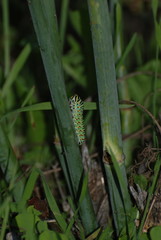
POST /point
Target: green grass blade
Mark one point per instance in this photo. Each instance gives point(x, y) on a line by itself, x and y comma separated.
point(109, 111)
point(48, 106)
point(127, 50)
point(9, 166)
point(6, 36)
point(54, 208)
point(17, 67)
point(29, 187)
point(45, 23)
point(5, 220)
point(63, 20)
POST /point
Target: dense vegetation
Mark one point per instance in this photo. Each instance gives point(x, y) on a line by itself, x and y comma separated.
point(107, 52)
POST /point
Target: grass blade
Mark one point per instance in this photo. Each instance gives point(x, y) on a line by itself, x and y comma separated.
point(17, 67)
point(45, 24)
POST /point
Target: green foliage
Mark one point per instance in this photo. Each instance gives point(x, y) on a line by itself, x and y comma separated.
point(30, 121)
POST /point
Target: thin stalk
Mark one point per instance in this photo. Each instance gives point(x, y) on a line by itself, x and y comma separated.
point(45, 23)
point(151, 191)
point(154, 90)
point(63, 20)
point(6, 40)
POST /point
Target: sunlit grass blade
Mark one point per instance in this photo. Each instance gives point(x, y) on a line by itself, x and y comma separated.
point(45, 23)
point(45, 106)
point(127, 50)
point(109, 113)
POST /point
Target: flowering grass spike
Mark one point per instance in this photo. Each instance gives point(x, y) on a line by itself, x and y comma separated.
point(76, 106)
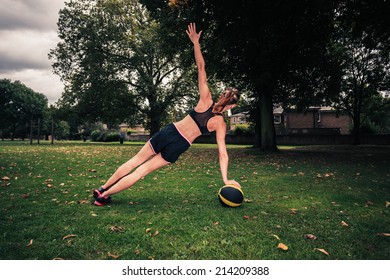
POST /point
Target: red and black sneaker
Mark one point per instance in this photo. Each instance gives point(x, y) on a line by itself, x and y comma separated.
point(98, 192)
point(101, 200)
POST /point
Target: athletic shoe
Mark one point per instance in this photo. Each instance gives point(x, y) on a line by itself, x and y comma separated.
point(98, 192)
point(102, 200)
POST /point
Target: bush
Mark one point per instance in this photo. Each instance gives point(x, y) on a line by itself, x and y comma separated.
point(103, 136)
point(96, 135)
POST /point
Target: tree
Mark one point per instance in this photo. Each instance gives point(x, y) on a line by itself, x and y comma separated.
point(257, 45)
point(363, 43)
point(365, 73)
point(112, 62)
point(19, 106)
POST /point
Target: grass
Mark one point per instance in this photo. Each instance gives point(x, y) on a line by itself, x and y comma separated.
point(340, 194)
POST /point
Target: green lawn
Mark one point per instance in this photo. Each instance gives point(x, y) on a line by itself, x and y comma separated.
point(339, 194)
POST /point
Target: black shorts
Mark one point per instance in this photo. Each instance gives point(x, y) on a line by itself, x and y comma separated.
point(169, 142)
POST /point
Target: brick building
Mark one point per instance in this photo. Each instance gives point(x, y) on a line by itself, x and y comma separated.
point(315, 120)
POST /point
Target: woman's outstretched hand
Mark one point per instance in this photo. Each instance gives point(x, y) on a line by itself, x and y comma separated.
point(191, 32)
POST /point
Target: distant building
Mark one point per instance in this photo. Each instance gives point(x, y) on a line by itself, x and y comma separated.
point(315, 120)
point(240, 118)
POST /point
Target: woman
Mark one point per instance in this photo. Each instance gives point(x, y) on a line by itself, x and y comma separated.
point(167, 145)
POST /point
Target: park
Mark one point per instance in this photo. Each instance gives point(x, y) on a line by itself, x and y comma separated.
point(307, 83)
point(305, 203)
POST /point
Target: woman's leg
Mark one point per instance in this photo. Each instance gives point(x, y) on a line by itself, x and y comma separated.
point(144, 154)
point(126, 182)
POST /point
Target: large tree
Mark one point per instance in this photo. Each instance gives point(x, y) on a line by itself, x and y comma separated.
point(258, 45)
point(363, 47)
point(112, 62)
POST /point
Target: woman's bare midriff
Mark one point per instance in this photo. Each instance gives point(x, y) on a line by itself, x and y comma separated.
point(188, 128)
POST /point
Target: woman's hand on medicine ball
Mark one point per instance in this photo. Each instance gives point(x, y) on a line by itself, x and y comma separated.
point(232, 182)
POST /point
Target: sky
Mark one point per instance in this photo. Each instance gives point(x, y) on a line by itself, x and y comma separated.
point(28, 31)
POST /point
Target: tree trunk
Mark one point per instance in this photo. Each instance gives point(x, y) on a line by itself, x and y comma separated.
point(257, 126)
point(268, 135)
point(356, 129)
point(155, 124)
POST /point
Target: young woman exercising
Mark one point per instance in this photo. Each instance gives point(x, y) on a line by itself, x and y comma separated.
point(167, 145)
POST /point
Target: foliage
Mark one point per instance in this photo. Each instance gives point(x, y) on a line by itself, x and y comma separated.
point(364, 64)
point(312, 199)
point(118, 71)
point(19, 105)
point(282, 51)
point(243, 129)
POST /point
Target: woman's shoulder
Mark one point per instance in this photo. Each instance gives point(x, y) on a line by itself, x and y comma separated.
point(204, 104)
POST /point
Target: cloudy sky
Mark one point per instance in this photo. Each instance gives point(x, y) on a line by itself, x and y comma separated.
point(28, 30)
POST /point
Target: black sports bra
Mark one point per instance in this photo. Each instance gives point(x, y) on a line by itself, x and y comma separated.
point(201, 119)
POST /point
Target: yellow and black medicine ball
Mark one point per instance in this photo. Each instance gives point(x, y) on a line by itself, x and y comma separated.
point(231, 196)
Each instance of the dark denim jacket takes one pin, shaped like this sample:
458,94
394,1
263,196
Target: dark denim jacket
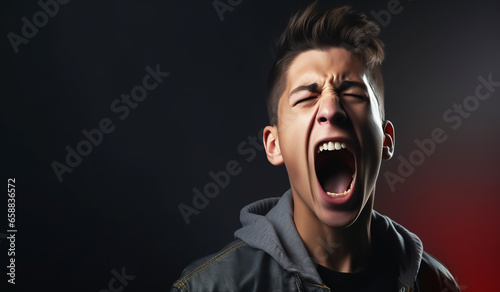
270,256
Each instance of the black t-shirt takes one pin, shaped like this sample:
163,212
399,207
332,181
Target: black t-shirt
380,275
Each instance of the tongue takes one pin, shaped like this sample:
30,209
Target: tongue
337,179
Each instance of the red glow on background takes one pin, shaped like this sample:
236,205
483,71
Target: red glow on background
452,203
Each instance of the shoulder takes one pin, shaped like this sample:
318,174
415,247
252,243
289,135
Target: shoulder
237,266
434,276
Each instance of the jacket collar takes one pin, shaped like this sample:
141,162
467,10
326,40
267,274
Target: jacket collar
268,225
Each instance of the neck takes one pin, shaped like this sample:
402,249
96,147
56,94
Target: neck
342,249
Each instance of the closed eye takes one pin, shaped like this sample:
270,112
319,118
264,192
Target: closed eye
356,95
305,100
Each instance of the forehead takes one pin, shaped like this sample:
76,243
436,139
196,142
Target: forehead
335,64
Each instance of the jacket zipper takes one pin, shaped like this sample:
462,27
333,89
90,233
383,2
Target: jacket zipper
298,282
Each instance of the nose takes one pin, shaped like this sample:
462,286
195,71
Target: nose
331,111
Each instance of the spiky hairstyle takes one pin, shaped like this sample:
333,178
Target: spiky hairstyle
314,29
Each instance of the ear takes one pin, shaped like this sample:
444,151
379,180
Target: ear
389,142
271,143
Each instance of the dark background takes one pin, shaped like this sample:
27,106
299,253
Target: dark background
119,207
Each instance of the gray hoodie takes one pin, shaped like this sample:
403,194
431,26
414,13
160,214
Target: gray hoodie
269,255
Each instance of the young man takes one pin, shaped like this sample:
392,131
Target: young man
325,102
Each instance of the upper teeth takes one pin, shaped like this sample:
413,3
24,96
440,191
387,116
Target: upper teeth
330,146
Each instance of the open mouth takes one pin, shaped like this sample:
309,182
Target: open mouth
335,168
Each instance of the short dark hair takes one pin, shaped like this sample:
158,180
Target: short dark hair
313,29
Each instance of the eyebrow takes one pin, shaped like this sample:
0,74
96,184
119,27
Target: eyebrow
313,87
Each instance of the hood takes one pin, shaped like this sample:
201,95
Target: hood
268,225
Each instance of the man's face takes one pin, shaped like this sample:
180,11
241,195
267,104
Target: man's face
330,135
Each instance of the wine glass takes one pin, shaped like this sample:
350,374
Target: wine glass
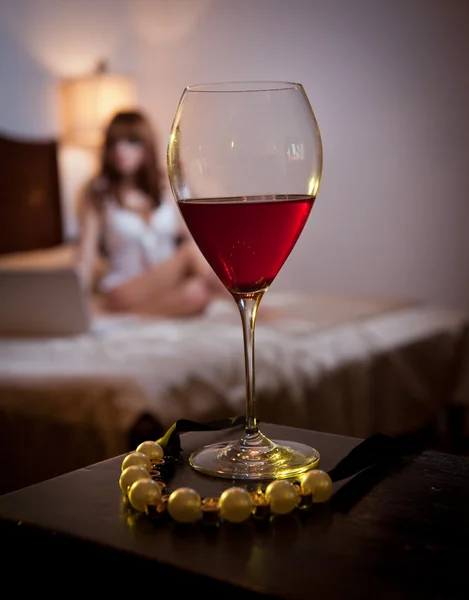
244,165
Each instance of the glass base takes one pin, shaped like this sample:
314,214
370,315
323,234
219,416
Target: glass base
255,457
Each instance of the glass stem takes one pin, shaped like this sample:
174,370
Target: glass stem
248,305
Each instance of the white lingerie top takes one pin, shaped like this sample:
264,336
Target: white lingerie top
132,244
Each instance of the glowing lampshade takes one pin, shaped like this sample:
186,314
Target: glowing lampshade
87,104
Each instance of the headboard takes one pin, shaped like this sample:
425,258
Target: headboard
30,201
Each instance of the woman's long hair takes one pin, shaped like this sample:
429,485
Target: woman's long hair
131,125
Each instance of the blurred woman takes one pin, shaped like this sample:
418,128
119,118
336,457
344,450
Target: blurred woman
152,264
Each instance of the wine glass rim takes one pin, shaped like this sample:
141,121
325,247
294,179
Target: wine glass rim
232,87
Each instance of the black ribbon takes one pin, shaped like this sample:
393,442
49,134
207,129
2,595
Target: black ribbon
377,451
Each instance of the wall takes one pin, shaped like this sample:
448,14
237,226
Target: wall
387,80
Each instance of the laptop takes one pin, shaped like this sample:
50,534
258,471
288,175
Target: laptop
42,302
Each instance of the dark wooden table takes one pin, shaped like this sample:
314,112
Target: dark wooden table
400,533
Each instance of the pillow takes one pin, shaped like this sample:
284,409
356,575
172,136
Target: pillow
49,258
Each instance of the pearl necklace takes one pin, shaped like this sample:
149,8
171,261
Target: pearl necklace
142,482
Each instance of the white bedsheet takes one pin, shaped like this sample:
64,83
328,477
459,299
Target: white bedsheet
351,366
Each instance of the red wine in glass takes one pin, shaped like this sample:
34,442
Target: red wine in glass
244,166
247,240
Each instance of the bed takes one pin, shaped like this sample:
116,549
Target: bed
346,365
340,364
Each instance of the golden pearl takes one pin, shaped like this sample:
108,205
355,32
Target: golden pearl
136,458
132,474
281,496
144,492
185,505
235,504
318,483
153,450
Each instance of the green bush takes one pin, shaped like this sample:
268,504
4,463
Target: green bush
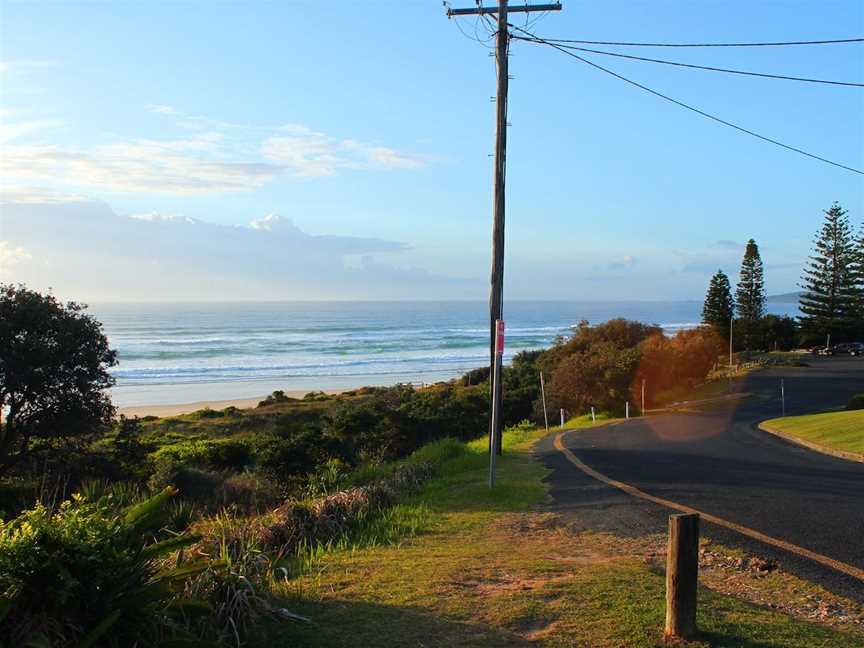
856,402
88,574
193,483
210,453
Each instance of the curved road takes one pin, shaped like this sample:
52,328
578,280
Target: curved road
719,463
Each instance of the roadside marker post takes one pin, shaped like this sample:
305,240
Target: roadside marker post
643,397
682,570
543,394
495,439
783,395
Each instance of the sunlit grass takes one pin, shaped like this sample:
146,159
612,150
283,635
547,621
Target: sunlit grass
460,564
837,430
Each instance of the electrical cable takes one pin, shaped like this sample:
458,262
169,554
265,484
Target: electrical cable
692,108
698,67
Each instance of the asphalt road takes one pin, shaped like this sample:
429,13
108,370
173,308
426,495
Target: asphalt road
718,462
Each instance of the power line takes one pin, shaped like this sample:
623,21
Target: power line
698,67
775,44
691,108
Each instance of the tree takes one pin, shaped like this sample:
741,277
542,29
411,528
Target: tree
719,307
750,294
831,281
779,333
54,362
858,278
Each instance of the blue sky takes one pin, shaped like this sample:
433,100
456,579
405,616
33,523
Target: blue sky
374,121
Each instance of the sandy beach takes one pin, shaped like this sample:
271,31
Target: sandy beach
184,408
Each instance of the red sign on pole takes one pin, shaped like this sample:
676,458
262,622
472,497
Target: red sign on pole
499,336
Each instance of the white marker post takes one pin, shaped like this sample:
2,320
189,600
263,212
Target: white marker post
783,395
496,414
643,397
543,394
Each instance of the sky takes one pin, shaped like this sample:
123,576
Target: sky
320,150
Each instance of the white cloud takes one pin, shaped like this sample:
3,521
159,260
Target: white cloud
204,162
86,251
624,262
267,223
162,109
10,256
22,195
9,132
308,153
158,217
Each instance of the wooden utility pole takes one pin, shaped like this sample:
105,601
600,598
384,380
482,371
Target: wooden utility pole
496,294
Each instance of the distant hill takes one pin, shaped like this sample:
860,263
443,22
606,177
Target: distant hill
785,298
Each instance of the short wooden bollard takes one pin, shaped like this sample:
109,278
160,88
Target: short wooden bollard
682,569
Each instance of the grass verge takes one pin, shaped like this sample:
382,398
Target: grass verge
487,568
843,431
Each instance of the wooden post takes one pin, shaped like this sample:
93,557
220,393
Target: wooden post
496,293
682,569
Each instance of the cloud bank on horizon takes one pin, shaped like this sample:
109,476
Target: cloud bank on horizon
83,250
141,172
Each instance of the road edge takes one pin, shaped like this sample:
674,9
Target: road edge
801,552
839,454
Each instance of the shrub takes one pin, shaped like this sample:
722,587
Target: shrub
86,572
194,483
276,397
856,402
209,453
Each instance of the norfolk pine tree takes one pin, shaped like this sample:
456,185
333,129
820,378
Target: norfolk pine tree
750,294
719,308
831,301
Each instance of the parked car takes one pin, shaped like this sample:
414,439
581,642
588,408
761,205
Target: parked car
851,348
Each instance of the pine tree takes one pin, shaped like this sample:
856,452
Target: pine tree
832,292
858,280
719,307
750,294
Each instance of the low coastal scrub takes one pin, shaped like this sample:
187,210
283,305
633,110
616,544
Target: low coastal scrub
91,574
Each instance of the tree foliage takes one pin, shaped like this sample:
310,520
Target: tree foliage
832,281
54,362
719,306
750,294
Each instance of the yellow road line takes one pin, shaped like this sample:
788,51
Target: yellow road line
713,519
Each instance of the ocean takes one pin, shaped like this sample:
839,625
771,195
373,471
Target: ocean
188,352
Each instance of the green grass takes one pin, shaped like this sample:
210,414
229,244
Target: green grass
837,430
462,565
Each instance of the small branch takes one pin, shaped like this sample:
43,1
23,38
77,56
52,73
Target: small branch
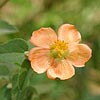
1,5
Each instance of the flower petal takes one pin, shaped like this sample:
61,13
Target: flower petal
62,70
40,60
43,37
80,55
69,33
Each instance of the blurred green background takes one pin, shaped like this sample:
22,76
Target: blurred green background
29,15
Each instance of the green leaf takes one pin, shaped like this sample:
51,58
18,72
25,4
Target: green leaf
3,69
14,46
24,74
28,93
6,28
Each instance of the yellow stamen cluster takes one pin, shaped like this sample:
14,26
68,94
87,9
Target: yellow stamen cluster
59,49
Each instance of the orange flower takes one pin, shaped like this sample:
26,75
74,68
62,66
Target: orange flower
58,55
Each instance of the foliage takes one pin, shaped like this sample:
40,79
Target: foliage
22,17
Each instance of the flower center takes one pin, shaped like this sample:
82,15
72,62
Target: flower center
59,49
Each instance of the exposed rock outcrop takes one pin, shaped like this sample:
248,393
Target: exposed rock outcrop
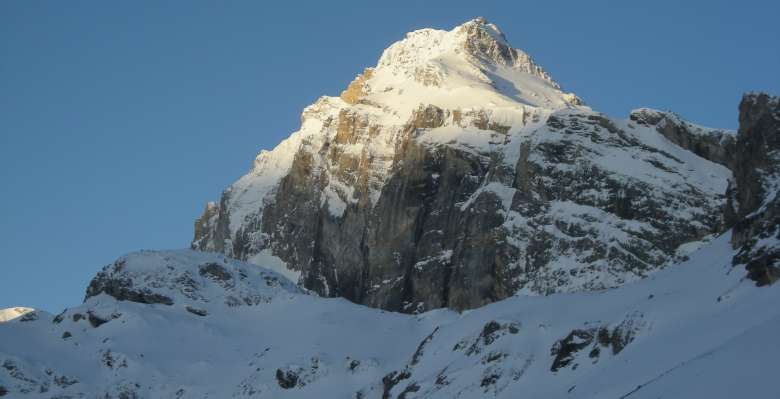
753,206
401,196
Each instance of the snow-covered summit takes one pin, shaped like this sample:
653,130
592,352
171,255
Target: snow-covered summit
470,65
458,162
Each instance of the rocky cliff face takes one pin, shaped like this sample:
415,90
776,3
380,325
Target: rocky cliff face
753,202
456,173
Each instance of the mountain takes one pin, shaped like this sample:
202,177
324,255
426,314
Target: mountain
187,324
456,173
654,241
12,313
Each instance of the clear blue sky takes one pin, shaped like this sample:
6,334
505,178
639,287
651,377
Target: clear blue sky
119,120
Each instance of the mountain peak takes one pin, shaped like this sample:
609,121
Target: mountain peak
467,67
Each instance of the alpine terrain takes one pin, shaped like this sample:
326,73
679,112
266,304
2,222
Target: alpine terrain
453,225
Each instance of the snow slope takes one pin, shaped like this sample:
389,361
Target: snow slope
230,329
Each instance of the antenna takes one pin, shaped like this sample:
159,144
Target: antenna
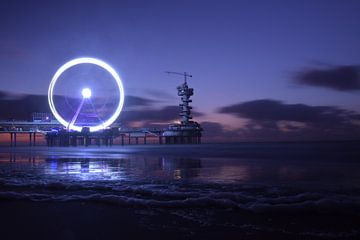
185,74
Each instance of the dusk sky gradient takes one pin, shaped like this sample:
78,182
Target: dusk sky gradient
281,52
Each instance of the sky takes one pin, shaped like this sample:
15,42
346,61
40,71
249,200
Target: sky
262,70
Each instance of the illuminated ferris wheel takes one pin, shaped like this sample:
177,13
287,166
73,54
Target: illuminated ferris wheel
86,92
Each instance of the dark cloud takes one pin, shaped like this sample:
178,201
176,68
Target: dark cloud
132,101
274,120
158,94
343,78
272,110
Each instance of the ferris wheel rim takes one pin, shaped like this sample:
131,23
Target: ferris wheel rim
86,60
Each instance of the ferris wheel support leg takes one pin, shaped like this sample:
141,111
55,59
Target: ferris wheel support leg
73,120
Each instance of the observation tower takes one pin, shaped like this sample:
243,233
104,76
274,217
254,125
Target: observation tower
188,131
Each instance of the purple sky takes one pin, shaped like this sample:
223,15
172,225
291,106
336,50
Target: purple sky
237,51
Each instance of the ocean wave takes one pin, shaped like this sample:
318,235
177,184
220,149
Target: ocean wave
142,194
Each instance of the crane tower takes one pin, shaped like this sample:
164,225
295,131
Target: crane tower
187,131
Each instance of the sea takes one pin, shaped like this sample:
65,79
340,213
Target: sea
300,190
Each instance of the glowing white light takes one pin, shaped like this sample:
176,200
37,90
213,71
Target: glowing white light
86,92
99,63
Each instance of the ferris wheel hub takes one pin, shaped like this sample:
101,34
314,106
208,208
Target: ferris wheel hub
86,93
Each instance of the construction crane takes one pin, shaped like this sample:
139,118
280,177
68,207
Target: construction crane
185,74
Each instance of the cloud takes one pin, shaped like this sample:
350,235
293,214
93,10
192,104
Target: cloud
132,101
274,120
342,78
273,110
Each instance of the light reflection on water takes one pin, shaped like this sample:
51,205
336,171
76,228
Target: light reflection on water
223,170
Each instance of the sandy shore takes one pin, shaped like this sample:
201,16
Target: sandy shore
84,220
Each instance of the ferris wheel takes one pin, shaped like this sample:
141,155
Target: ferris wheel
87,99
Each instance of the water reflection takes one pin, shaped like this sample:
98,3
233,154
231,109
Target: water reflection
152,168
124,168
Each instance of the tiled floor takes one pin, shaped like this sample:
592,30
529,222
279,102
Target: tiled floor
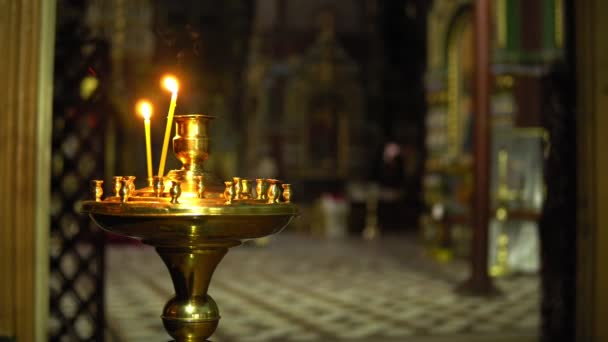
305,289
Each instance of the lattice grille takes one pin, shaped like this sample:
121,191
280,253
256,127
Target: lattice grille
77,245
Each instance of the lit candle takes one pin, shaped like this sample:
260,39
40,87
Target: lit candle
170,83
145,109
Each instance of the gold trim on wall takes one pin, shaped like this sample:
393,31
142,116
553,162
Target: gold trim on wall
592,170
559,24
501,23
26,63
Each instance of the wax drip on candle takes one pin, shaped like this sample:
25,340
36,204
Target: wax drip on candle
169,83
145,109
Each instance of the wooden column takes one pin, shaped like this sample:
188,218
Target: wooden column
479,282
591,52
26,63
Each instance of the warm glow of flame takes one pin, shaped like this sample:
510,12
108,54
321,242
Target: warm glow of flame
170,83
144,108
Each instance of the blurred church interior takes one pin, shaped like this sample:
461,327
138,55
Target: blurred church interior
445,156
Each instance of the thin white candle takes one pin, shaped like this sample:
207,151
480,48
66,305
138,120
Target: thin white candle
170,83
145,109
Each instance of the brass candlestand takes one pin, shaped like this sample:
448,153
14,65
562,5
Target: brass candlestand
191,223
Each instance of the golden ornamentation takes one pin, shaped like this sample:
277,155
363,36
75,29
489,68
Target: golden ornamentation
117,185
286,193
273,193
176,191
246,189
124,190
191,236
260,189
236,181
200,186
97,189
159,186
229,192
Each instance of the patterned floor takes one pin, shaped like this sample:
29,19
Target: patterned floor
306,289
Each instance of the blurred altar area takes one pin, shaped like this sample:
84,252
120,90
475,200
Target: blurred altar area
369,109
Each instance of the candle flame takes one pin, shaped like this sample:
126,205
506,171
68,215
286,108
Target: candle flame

+++

### Your instructions:
Reproduce, character for character, only the lines of the preceding data that start at the line with "Target: grass blade" and end at the line with "Target: flowering grass spike", both included.

### Exercise solution:
Target: grass blade
Mark one point per instance in this photo. Each instance gives point(x, y) on a line by itself, x and y comma separated.
point(17, 67)
point(45, 24)
POST /point
Target: green foliage
Mark one point per instance in this photo. Each instance gives point(x, y) on a line by itself, x and y comma separated.
point(30, 121)
POST /point
Target: thin stalk
Mark one point per instance in this photo. Each instance gives point(x, y) on a line by itself, x and y comma separated.
point(45, 23)
point(151, 191)
point(154, 90)
point(63, 20)
point(6, 40)
POST /point
Target: sunlit grass blade
Mark one point per instance in this photo. Each instance gives point(x, y) on a line by itself, x and y comma separated.
point(45, 23)
point(45, 106)
point(127, 50)
point(109, 113)
POST /point
Target: flowering grass spike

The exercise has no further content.